TEXT EXCERPT:

┄┄┄┄┄┄┄┄┄┄

Remember, she was my older sister to me. Little did I know then … who she REALLY WAS. This is the Mum that didn’t always make decisions logically because she usually made it with her heart. She was a “thinker”, the most academically gifted of all her siblings. A rebel, a risk-taker.
I buried my biological mum in 2011, 3 months after my son, Zachary was born. Like my grandmother, My biological mum, Margaret, died from cancer within 3 months of being diagnosed. Aaaahhh… the Circle of Life, as they say.
She did not live long but she epitomised what courage is to me. What a brave woman, who lived & died, with integrity & dignity.

THE OLD HAS GONE, THE NEW HAS COME!
The Bible has been a big comfort for me all my life. It gave me strength in those years (18 – 22) that I refer to as my “lost years “. It was always a source of inspiration and strength for me … in the many times I needed courage.
We have been gifted not only from our genetic background but also by the environment in which we were brought up. Each of us were formed by all the people who have made an impression on us.

┄┄┄┄┄┄┄┄┄┄

DATA SUPPLIED:
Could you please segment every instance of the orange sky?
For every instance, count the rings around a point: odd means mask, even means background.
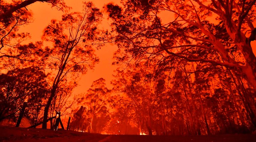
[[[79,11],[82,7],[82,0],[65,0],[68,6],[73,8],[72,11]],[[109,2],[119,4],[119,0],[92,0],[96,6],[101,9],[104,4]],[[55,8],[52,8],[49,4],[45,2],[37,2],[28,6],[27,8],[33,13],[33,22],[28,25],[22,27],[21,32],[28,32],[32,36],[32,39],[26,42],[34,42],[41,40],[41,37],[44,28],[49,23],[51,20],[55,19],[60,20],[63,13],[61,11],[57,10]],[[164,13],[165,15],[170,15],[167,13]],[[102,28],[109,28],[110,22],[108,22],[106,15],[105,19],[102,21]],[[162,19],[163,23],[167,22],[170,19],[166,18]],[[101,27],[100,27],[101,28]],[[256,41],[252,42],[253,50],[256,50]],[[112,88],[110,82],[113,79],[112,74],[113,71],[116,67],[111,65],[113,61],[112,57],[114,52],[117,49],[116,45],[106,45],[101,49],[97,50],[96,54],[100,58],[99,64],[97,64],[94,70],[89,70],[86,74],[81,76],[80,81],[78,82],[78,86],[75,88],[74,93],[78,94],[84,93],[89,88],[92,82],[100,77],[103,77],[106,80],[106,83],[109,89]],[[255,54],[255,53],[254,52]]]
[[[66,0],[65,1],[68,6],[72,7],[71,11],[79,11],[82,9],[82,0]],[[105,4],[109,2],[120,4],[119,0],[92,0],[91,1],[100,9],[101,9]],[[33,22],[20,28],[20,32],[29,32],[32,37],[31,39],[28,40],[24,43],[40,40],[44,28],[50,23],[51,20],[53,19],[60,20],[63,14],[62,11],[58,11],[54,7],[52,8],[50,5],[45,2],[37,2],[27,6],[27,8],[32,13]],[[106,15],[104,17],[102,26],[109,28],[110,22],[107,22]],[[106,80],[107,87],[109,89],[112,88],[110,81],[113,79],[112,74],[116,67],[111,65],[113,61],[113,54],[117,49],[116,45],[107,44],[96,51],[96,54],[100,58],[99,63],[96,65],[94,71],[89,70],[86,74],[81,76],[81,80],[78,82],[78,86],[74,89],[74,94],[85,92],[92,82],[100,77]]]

┄┄┄┄┄┄┄┄┄┄

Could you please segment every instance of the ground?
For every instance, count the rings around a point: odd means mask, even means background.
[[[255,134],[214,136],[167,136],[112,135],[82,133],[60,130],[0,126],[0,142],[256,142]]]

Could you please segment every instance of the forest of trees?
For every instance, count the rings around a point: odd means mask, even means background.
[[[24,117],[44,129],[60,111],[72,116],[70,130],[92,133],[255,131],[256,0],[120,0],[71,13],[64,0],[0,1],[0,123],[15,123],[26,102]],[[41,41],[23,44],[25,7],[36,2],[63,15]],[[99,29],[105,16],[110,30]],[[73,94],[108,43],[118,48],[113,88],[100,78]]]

┄┄┄┄┄┄┄┄┄┄

QUESTIONS:
(a) In the family memoir excerpt above, rewrite the paragraph beginning "I buried my biological mum in 2011" more briefly, keeping its main facts.
(b) According to the family memoir excerpt, what has been a big comfort to the writer all their life?

WRITTEN RESPONSES:
(a) The writer buried their biological mum, Margaret, in 2011, three months after the birth of the writer's son, Zachary. Like the writer's grandmother, Margaret died of cancer within three months of being diagnosed.

(b) The Bible.